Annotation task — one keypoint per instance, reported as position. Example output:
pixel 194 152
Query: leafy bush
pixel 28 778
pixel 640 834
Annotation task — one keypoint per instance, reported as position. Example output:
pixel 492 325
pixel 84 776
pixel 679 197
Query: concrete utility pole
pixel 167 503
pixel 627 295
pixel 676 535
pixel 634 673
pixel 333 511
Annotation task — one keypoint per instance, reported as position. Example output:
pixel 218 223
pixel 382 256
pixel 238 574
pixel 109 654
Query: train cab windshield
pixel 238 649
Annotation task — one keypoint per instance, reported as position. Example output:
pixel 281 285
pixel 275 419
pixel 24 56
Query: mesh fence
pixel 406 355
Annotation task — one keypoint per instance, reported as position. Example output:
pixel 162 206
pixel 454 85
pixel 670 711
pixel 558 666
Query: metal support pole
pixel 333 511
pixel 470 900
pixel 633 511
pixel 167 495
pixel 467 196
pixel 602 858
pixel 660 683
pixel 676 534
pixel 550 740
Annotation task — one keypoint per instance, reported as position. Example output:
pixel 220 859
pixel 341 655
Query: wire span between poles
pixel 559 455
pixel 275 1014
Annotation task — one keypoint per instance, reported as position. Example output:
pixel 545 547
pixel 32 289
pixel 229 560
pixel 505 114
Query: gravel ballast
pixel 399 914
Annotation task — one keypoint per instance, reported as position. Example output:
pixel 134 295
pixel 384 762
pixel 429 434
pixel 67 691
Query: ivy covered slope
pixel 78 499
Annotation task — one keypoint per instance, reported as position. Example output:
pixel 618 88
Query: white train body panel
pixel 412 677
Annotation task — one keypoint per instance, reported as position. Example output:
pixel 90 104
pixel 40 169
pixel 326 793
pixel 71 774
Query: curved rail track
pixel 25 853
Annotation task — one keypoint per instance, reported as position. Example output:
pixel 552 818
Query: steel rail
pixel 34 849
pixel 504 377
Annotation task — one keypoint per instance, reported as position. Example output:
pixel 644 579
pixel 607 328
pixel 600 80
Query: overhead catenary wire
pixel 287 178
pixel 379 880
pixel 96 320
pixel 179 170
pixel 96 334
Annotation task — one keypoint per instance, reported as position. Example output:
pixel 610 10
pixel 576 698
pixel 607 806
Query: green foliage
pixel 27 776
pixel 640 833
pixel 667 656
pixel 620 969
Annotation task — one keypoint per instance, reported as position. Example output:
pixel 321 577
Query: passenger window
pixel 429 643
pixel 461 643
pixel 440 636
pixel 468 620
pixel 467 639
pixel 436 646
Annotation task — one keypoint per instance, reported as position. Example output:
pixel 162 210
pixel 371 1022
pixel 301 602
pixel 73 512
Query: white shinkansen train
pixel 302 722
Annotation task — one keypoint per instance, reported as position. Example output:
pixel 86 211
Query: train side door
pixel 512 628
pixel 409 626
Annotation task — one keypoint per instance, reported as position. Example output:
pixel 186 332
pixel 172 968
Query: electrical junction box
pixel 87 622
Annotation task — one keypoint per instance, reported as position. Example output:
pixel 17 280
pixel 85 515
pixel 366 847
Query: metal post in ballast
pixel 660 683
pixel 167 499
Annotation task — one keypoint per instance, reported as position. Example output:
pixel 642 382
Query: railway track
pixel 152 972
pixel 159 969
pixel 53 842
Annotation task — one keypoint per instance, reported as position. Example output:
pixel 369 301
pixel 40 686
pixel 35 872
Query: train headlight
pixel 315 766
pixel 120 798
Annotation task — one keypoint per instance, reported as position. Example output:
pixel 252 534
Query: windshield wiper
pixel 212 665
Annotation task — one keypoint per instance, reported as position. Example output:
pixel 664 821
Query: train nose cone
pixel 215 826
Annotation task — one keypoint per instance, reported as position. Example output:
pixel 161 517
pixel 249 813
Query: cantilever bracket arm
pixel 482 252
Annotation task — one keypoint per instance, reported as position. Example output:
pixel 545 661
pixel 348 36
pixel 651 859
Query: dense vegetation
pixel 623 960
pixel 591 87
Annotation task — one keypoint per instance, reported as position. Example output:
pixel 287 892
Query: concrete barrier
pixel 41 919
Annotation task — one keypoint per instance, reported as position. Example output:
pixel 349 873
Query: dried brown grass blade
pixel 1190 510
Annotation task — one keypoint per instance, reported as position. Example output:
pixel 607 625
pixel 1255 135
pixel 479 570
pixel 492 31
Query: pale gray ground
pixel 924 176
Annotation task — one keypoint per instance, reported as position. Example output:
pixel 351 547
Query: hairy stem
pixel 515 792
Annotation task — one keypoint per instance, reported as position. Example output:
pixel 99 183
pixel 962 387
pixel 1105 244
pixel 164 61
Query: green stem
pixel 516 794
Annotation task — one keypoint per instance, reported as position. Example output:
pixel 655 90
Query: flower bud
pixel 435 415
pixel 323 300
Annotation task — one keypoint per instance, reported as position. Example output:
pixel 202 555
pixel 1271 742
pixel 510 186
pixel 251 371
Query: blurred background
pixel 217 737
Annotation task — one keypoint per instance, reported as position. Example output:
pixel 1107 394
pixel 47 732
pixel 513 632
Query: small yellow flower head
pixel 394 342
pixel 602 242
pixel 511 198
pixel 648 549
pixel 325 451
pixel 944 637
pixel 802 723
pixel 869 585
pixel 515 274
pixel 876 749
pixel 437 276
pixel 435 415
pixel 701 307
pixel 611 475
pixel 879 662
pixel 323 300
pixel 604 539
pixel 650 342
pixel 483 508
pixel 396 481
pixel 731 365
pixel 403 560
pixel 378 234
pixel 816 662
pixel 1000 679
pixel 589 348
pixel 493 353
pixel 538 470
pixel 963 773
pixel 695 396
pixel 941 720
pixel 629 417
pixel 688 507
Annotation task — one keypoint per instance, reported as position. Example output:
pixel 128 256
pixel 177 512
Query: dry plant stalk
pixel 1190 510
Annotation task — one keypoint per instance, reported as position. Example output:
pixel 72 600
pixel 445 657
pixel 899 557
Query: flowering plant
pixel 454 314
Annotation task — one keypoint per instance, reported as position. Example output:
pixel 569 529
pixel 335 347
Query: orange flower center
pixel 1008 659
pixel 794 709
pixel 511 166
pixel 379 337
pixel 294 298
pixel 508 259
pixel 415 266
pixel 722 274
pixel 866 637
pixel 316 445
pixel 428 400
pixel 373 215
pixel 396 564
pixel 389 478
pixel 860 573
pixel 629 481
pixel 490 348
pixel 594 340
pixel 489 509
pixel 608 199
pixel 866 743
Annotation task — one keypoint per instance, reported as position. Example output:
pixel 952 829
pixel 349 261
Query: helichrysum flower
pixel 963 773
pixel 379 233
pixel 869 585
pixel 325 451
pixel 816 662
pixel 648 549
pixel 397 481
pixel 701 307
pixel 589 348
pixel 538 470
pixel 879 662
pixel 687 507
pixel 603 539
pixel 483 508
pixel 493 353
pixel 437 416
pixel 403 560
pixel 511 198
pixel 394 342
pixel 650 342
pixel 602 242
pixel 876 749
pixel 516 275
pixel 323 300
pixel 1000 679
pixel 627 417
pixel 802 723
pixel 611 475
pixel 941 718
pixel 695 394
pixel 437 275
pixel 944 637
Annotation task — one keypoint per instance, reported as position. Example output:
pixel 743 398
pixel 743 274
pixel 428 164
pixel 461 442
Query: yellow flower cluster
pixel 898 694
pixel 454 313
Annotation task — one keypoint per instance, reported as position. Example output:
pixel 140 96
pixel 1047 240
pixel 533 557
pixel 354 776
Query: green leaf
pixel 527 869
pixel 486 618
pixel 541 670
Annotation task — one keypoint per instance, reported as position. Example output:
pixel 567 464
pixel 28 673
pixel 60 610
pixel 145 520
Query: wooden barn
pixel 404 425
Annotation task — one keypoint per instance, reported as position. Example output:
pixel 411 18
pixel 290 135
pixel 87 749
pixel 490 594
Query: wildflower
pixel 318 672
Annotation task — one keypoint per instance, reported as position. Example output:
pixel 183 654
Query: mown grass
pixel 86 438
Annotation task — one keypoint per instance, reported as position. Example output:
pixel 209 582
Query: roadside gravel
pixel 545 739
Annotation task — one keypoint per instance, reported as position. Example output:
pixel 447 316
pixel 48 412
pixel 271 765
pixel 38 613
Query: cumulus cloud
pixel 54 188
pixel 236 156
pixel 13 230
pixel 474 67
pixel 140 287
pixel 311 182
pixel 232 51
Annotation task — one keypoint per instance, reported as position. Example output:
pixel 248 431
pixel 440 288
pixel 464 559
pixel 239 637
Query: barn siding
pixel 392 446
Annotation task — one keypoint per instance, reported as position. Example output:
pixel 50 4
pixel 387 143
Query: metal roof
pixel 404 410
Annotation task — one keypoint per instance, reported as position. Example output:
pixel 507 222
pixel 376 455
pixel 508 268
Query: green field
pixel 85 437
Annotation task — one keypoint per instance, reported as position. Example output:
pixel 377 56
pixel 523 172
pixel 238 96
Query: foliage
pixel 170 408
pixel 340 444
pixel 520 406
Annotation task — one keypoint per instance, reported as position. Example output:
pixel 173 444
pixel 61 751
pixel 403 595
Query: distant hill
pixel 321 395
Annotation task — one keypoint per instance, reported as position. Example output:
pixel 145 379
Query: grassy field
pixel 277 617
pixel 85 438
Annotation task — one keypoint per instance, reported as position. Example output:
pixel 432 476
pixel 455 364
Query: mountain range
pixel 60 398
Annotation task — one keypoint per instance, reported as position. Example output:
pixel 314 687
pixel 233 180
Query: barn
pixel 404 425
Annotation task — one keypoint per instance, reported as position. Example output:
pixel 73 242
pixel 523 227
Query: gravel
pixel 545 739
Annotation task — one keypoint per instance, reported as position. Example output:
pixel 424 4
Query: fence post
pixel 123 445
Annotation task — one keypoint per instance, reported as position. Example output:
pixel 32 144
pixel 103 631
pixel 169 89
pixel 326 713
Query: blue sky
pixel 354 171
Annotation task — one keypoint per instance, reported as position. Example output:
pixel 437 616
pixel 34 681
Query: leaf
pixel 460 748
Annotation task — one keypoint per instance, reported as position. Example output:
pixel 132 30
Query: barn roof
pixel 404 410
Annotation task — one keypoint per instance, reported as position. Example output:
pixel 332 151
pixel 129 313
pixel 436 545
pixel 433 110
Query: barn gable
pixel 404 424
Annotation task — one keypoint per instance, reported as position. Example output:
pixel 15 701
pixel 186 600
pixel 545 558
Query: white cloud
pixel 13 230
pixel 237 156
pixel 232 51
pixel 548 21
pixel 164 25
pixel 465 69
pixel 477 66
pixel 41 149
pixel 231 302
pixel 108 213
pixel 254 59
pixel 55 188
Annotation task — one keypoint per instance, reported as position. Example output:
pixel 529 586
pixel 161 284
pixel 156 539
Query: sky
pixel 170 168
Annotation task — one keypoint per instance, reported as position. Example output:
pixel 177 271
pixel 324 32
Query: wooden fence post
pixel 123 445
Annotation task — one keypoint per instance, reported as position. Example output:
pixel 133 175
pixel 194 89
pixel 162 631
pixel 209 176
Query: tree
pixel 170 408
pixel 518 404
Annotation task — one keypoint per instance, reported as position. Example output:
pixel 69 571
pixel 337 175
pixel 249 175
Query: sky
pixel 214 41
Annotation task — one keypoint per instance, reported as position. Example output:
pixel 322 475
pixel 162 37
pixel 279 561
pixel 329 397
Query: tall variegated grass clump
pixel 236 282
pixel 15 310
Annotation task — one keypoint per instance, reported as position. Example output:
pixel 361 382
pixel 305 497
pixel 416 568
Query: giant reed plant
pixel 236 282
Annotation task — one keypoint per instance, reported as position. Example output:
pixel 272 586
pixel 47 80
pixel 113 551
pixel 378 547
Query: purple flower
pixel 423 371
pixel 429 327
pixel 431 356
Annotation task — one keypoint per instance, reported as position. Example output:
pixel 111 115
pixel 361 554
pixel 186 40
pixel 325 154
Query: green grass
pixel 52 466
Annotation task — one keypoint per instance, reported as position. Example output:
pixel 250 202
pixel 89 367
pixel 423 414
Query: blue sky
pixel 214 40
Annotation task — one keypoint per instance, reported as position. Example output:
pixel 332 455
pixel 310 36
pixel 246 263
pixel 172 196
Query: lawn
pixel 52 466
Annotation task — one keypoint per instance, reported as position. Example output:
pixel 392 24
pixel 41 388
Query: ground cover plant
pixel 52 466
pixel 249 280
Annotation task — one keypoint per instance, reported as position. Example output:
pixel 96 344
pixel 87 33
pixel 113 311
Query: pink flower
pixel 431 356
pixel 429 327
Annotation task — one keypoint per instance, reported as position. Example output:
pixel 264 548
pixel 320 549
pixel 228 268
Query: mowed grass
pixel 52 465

• • • • •

> _Exercise details_
Find where the line with "pixel 209 582" sits in the material above, then copy exactly from it through the line with "pixel 38 613". Add no other line.

> _Answer for this exercise_
pixel 209 582
Query: roadside gravel
pixel 545 739
Annotation task — one keypoint per instance, reported as position. Example output:
pixel 447 316
pixel 48 412
pixel 271 765
pixel 38 613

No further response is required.